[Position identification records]
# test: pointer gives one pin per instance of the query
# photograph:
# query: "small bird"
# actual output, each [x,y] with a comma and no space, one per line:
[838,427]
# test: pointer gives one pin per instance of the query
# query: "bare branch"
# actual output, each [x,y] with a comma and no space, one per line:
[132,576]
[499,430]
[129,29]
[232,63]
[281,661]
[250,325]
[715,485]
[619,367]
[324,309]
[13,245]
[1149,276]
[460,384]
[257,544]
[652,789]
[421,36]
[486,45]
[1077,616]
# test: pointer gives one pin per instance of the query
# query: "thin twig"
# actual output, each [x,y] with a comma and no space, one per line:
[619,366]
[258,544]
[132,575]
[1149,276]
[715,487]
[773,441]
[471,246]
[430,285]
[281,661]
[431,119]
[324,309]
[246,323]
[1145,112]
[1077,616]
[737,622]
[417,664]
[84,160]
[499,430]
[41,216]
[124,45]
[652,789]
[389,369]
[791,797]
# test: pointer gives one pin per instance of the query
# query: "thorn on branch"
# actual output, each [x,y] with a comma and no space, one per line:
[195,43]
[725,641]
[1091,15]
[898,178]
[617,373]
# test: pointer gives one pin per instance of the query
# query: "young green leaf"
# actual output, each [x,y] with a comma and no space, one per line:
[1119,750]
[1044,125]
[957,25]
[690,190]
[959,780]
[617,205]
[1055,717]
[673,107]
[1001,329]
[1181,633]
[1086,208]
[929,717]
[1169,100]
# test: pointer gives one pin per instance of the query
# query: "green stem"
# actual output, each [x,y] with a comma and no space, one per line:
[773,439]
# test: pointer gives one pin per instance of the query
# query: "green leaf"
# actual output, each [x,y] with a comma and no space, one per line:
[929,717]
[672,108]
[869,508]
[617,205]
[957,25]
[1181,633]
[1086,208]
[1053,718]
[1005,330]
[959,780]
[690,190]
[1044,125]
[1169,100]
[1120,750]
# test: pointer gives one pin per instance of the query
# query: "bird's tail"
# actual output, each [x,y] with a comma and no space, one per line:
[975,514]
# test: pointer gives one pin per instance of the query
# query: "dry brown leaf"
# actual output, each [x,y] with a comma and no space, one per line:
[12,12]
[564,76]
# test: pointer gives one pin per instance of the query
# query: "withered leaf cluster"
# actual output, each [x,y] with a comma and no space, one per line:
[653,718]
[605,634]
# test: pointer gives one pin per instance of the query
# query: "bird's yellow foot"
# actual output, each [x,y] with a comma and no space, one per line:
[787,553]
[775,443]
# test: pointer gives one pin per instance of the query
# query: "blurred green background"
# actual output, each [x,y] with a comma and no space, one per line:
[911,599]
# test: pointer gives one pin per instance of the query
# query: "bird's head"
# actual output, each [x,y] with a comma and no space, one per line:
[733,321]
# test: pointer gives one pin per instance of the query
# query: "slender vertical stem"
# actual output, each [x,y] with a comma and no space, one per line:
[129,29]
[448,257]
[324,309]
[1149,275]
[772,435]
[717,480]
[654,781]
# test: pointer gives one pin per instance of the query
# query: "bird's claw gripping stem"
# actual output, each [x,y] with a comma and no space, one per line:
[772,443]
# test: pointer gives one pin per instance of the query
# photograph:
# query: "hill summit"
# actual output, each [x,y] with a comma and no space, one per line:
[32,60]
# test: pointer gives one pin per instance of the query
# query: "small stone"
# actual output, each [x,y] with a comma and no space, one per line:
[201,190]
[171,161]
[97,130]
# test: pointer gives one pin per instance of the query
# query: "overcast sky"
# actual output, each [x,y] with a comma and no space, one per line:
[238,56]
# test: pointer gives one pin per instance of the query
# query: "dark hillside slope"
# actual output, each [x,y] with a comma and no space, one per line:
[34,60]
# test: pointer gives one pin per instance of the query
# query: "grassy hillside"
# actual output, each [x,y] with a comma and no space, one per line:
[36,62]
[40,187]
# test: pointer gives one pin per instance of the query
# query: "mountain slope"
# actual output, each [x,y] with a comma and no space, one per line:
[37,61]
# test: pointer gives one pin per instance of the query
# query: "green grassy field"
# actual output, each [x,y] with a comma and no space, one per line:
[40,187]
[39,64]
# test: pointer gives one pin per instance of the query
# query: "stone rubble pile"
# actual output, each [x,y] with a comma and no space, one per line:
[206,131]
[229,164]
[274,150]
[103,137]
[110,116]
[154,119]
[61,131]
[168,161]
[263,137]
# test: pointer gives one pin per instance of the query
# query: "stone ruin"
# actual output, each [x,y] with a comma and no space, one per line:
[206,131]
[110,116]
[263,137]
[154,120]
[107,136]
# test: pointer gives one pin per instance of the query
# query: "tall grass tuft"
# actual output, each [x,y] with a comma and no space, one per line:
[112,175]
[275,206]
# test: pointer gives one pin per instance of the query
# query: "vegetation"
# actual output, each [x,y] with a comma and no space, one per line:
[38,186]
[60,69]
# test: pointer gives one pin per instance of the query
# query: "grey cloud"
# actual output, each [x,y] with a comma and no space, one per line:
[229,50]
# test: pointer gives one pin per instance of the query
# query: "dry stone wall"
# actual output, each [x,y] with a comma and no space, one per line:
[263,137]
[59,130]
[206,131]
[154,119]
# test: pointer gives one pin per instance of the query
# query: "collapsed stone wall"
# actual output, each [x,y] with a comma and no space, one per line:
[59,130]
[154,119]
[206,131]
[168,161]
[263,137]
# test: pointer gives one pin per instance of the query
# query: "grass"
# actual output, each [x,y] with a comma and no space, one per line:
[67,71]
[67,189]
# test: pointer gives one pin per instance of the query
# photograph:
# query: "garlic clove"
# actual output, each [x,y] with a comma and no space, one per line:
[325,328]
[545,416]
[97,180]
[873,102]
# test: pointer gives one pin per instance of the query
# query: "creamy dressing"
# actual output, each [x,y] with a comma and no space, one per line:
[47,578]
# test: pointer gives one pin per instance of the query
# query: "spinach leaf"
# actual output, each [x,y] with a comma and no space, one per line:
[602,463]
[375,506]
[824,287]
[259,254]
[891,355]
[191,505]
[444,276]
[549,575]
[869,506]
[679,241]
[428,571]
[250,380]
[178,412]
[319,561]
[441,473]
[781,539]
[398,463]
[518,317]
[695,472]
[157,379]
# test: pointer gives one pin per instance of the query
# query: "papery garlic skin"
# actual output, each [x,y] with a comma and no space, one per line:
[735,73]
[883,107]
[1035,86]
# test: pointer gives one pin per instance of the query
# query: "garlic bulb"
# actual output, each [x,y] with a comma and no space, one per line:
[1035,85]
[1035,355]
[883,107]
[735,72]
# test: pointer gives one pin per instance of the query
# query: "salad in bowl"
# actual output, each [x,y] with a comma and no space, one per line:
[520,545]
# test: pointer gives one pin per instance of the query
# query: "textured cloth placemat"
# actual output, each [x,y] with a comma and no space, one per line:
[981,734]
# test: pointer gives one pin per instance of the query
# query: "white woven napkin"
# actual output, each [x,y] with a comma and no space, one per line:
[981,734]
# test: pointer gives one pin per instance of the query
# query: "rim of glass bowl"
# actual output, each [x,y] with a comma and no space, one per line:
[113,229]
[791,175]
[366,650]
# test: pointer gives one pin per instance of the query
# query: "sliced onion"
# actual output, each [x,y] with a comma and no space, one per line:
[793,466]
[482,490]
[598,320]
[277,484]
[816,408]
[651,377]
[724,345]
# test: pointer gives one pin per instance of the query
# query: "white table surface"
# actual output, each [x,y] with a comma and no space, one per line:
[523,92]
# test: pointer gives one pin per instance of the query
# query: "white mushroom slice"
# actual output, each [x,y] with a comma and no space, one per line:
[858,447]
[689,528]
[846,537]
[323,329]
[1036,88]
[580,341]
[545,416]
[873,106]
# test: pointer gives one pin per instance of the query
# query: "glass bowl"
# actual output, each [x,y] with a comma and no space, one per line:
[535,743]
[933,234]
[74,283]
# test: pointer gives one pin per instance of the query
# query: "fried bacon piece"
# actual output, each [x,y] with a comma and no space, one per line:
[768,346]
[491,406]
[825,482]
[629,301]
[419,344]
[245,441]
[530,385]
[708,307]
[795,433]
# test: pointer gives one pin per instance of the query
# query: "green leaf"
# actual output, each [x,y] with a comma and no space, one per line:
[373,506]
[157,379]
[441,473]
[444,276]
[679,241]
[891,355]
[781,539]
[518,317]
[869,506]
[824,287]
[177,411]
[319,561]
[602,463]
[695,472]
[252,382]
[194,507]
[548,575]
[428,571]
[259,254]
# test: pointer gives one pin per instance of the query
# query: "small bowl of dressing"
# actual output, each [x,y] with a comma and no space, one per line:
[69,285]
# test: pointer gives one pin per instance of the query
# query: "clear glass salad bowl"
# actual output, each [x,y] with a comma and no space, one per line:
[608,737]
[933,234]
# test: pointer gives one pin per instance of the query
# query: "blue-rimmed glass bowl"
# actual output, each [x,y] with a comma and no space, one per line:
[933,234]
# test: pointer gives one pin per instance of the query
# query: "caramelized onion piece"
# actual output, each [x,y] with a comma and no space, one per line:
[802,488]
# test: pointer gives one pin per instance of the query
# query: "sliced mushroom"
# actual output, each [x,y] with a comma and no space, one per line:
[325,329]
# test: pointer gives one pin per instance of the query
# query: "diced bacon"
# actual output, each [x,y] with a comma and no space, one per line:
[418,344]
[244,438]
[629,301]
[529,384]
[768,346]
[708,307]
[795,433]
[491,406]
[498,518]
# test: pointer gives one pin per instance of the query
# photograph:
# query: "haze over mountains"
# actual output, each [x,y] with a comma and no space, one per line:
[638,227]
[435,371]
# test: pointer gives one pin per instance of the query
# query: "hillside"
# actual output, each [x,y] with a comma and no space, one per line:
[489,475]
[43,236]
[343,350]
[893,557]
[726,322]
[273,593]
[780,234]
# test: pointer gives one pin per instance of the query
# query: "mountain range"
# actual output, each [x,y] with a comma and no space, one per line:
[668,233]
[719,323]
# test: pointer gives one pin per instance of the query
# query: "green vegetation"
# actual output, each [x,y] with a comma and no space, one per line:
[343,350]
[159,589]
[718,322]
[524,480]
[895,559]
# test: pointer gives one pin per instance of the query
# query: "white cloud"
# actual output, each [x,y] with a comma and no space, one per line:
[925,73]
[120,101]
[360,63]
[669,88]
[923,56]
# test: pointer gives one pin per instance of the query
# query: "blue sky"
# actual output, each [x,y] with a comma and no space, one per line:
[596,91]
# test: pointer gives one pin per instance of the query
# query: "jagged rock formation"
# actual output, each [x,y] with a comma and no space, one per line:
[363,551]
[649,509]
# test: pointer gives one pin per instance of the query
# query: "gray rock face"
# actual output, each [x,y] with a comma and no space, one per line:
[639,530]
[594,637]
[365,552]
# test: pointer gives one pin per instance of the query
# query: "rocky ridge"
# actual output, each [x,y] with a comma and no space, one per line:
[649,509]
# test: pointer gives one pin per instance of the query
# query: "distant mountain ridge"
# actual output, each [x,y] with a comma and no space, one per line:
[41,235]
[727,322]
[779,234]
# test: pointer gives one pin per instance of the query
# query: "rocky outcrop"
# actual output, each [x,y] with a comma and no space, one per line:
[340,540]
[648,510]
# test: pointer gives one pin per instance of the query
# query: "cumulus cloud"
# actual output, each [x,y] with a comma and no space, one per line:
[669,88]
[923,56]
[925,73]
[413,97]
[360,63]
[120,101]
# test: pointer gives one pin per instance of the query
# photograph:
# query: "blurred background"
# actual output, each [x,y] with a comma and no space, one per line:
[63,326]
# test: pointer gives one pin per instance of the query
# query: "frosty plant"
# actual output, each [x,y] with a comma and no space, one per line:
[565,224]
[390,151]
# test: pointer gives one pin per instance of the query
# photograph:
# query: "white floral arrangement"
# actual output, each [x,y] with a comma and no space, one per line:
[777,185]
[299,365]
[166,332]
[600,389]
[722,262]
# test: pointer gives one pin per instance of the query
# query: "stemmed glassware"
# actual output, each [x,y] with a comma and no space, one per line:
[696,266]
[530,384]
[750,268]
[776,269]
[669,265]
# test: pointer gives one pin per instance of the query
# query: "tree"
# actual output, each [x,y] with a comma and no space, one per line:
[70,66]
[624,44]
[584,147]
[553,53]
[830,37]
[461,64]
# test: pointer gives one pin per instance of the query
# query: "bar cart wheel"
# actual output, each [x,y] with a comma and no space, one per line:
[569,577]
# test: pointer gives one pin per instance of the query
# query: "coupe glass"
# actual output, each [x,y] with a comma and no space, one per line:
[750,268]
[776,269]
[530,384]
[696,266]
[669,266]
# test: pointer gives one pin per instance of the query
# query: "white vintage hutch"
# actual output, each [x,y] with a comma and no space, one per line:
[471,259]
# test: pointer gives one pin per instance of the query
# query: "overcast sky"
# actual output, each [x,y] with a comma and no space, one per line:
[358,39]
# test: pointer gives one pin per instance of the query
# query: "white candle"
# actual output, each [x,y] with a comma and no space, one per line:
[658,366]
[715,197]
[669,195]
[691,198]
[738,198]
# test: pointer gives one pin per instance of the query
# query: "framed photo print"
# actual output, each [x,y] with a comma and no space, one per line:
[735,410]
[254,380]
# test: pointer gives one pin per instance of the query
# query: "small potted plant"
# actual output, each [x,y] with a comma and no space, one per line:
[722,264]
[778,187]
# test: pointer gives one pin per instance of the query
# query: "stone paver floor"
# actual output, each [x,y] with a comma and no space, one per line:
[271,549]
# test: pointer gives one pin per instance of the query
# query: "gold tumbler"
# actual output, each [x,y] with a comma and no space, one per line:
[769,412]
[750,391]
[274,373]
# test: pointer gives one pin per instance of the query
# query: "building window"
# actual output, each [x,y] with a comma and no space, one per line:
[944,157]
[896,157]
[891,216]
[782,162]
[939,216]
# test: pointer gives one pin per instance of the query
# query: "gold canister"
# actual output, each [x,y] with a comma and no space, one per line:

▸ Given request:
Find every line in the position identification records above that contains the word "leaf", and copy each one. Treat uppercase and lowercase as different.

▸ Response below:
# query: "young green leaf"
# query: "green leaf"
# query: "dry brown leaf"
# query: "withered leaf cluster"
# query: "spinach leaf"
# query: "green leaf"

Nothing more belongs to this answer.